------ THE RECORDS ------

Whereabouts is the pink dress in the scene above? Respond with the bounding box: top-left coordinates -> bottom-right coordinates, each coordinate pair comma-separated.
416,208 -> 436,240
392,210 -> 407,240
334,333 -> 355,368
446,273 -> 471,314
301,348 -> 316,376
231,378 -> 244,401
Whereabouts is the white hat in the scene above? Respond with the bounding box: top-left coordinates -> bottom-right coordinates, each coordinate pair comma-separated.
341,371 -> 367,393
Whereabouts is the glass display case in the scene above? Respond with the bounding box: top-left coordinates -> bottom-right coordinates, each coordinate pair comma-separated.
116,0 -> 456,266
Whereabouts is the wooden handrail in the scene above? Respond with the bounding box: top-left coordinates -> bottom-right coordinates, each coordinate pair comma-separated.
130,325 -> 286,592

------

EXERCISE INSTRUCTIONS:
Swap every "Whereabouts" in the lines above for "Where" and give all the lines again with nothing else changed.

EXERCISE RESULT:
Where is the pink dress in the scene above? Respond with the bounding box: top-left coordinates -> bottom-right coordinates, each coordinate pair comma-separated.
416,208 -> 436,240
392,210 -> 407,240
334,333 -> 355,368
446,273 -> 471,314
301,348 -> 316,376
231,378 -> 244,401
Where is the white hat in the scene above? Respond with the bounding box: top-left coordinates -> bottom-right coordinates, each coordinate pair comma-separated.
341,371 -> 367,393
Where is the glass display case in the scene above? Respond with the bounding box: top-left coordinates -> bottom-right coordinates, each coordinate pair comma-separated.
116,0 -> 456,266
Where is the wooden handrail in the scene above? Respond with the bounding box: top-left coordinates -> bottom-right coordinates, each coordinate pair comma-separated.
130,325 -> 286,592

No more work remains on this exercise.